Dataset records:
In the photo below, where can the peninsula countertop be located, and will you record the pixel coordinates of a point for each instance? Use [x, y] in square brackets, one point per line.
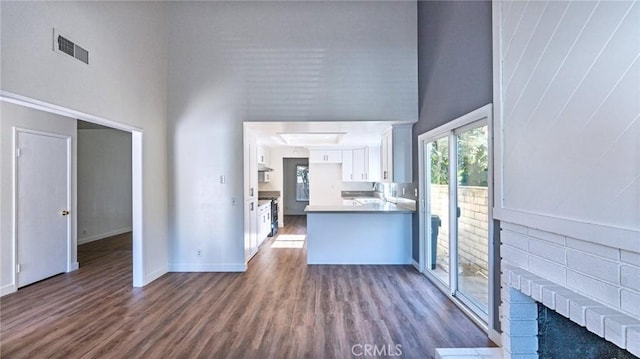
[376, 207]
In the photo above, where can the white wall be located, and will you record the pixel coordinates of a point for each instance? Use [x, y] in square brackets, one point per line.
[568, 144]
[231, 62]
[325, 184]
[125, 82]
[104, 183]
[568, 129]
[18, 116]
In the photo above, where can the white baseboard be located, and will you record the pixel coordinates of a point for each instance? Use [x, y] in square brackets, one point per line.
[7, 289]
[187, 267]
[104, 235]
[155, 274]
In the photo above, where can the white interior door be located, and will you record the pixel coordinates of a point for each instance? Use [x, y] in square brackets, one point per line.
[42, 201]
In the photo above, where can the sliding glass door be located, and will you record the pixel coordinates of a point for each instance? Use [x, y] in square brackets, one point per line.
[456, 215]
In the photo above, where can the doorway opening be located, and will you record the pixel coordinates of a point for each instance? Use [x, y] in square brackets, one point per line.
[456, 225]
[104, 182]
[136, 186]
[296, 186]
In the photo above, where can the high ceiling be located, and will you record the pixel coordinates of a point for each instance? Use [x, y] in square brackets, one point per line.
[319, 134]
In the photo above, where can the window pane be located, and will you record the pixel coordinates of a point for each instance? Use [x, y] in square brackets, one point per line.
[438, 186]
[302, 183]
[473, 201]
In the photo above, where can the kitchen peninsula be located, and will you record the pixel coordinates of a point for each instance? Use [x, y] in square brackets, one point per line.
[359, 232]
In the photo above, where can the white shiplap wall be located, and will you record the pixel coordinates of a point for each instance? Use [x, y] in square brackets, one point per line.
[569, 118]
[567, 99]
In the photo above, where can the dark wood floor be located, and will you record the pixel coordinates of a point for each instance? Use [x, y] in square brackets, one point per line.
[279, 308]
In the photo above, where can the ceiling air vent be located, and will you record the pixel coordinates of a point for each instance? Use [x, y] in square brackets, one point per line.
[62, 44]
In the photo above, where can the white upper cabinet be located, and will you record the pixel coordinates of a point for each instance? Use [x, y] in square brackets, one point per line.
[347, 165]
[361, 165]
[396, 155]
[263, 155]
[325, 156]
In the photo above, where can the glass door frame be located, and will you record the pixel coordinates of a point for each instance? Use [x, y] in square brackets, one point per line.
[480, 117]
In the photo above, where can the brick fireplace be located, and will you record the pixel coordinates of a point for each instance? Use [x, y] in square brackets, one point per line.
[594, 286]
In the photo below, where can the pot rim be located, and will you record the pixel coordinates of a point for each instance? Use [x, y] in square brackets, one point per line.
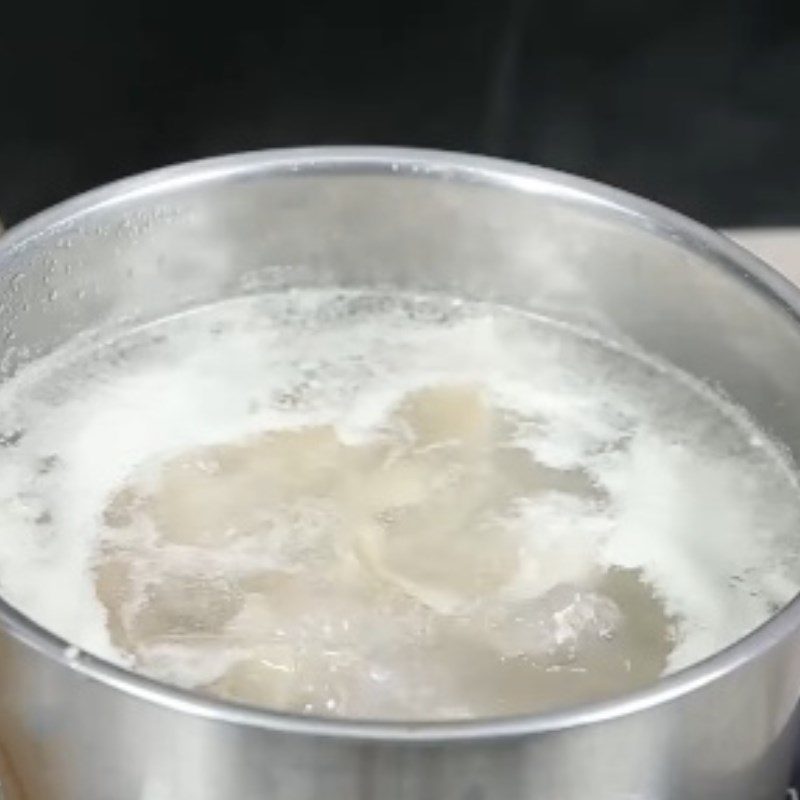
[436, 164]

REQUIRED TASK: Except for the pictures, give all the material above again verbatim.

TASK RESPONSE:
In the photo below, where can the peninsula countertop be located, and will you record the pixel coordinates of a point for each instance? Use [x, y] in square brackets, one point per line.
[376, 207]
In the photo above, where can the white wall be located, and will you record the pixel coordinates of a point for each instance? Use [x, y] in square brackets, one point per line.
[568, 144]
[231, 62]
[325, 184]
[125, 82]
[104, 183]
[568, 129]
[18, 116]
In the photo above, where can the white baseboard be located, and will you record the pixel coordinates of a point for each instance? Use [x, y] in square brackets, one point per line.
[7, 289]
[187, 267]
[104, 235]
[155, 274]
In the photo above, where can the white interior door be located, and will you record the pixel coordinates of a point for each instance? Use [x, y] in square brackets, one point per line.
[42, 201]
In the photo above, where can the sliding glass door be located, and will you record the pixel coordinates of a point for each instance? Use [x, y] in square brackets, one point per line.
[456, 215]
In the photo above, where can the doorway opening be located, and will you record the pixel coordinates of a point for each instance? Use [x, y] in square brackets, one point per line.
[456, 225]
[104, 182]
[136, 186]
[296, 186]
In the photo above, where can the high ceiling be located, and will you record the pixel coordinates of a point for each instance? Use [x, y] in square brackets, one point per line.
[319, 134]
In the photo above, where can the window pane be located, and will you record the pixel coordinates of a point for each instance? Use [x, y] in square brackets, one point per line.
[438, 186]
[302, 183]
[473, 201]
In the photo above, where can the kitchen peninsula be located, and will you record the pixel coordinates of a point for each instance? Use [x, y] in square brackets, one point per line.
[359, 232]
In the photo above, where can the white shiplap wall be located, and will you record the pixel coordinates of a point for each instance? Use [x, y] in square brackets, one point per line.
[569, 118]
[567, 99]
In the photo above, where can the dark wood floor be located, and will you record the pixel coordinates of a point for each instance? Use [x, y] in square brackets, one point per line.
[279, 308]
In the photo above, where can the ceiling air vent be located, and will you record the pixel coordinates of a point for each instance? Use [x, y] in square brackets, one point per line.
[62, 44]
In the photo above, where can the white upper cabinet be located, and will you record the pixel coordinates of a point for each instance? Use [x, y] in square brackets, one point per line.
[347, 165]
[361, 165]
[396, 155]
[263, 155]
[325, 156]
In the photo above, where can the glass door frame be located, and will you record the pixel coordinates of a point for each instance? Use [x, y] in square brackets, one point per line.
[480, 117]
In the photo above, where can the brick fireplace be located, and will you record the pixel coordinates of a point for each instance? Use [x, y] in square brackets, one point per line.
[594, 286]
In the photo below, where can the pot rim be located, and will you record the pixel coordinates of a point for each instance? Use [x, y] in square brackets, one point per line.
[436, 164]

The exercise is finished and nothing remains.